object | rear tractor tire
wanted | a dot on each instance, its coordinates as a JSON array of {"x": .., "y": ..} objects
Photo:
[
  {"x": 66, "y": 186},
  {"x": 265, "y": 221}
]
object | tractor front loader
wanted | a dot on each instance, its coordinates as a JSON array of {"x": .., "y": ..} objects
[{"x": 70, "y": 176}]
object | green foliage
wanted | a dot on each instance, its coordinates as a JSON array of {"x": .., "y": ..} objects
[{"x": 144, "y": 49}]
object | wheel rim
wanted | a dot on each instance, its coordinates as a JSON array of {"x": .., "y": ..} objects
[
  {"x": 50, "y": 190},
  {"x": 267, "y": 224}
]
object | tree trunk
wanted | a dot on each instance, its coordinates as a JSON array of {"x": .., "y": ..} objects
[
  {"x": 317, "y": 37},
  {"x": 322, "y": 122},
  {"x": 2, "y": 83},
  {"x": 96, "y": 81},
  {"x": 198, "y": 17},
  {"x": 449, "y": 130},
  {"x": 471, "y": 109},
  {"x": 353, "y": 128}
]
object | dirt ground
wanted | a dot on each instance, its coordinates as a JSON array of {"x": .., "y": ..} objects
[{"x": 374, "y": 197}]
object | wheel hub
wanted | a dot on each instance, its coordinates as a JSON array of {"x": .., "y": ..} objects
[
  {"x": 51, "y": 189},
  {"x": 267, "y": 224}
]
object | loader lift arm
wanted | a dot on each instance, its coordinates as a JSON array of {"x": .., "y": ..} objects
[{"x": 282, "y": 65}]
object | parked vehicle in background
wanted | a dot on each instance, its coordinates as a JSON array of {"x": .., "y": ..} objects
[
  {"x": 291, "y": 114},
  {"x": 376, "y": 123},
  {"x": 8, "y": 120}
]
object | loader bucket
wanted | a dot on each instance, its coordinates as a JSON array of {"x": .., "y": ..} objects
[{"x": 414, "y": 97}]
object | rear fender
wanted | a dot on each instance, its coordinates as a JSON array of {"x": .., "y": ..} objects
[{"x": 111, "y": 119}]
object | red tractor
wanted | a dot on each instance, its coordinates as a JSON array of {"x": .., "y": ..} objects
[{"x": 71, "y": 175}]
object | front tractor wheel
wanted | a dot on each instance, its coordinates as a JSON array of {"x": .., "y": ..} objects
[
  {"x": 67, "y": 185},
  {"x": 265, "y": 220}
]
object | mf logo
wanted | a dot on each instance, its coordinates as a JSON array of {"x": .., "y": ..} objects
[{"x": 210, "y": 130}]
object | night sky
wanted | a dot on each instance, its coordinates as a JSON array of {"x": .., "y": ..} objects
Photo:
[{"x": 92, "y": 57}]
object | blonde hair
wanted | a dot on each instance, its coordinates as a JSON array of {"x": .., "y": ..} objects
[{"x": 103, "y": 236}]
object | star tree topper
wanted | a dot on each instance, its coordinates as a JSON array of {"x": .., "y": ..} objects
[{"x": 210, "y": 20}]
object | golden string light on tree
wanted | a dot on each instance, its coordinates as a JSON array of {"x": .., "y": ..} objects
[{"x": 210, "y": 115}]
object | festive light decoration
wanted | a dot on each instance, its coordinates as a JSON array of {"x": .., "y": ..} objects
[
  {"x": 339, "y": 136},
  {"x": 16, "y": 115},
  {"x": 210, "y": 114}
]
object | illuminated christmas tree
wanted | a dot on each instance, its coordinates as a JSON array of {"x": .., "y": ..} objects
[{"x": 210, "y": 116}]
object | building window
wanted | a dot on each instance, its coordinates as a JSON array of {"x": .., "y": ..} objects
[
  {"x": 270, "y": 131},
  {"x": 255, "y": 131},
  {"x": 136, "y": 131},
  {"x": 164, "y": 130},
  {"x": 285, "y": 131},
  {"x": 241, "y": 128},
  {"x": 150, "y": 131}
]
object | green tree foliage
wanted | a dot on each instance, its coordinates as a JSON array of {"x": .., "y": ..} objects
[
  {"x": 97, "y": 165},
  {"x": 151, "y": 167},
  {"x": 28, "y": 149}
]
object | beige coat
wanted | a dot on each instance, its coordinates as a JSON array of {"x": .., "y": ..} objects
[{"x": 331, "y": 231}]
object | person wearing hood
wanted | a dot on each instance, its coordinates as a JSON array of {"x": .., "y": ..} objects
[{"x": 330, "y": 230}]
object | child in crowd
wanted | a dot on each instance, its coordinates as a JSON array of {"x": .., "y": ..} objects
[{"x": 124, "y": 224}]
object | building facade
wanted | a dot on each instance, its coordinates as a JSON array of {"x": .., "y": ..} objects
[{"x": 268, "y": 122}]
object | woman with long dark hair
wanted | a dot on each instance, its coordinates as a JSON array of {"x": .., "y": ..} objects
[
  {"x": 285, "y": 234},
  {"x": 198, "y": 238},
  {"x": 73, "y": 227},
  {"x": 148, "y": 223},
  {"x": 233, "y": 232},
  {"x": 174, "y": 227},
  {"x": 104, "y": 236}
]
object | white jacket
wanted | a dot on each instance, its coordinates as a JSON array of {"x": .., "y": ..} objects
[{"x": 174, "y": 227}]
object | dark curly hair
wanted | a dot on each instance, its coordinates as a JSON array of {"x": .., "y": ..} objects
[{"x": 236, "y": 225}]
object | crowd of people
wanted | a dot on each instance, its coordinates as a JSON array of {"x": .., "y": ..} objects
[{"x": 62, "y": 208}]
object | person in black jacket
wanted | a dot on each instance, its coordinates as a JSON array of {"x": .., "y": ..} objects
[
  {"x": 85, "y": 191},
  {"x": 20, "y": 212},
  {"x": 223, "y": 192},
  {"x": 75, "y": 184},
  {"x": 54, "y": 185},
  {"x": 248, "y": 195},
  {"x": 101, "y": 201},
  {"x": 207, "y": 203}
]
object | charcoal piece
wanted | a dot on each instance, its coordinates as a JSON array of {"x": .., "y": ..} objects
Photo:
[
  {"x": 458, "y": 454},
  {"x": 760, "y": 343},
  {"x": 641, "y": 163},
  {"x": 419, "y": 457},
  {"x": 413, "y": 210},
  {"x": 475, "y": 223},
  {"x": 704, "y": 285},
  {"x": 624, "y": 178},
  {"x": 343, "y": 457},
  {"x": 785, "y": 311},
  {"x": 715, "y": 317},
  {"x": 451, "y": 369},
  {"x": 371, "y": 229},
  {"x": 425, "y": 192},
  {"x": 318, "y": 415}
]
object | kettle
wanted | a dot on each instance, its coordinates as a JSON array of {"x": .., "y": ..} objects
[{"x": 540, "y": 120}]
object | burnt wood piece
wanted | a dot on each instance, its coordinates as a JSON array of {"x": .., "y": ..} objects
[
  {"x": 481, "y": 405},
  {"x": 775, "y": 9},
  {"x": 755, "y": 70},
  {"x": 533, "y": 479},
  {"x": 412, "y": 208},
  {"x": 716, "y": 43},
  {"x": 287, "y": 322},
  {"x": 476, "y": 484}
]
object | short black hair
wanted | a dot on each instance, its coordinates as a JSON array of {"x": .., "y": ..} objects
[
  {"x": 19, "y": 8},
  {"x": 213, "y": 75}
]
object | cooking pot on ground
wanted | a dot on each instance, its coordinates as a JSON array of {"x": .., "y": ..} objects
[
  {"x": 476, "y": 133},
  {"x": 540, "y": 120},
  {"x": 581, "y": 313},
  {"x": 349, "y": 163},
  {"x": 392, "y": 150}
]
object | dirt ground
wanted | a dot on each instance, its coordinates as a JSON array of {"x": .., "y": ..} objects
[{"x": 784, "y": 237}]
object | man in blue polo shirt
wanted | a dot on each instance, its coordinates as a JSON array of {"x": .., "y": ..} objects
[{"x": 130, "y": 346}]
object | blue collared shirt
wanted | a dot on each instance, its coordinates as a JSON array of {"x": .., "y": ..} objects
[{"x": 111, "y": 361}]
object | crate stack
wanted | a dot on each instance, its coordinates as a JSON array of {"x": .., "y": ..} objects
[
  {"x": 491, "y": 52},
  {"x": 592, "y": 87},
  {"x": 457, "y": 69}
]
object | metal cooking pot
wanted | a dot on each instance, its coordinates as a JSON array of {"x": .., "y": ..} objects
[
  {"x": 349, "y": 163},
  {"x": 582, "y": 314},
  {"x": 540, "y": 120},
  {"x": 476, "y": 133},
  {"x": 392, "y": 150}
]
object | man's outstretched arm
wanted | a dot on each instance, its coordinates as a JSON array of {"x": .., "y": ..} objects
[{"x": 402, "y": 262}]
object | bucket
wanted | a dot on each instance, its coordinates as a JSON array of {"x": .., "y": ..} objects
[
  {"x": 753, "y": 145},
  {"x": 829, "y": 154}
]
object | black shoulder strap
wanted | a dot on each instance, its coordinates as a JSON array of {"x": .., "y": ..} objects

*What you should do*
From the first line above through the line that contains "object | tree trunk", quote each line exactly. Output nothing more.

*Expected output*
object | rear tractor tire
wanted | a dot on each instance, its coordinates as a JSON array of {"x": .., "y": ..} objects
Photo:
[
  {"x": 66, "y": 186},
  {"x": 265, "y": 221}
]
object | tractor front loader
wanted | a dot on each instance, its coordinates as a JSON array of {"x": .., "y": ..} objects
[{"x": 70, "y": 176}]
object | green foliage
wanted | a dot on each instance, its coordinates as a JSON array of {"x": .., "y": ..} objects
[{"x": 144, "y": 49}]
object | wheel rim
wanted | a dot on each instance, its coordinates as a JSON array of {"x": .., "y": ..} objects
[
  {"x": 50, "y": 190},
  {"x": 267, "y": 224}
]
object | tree trunk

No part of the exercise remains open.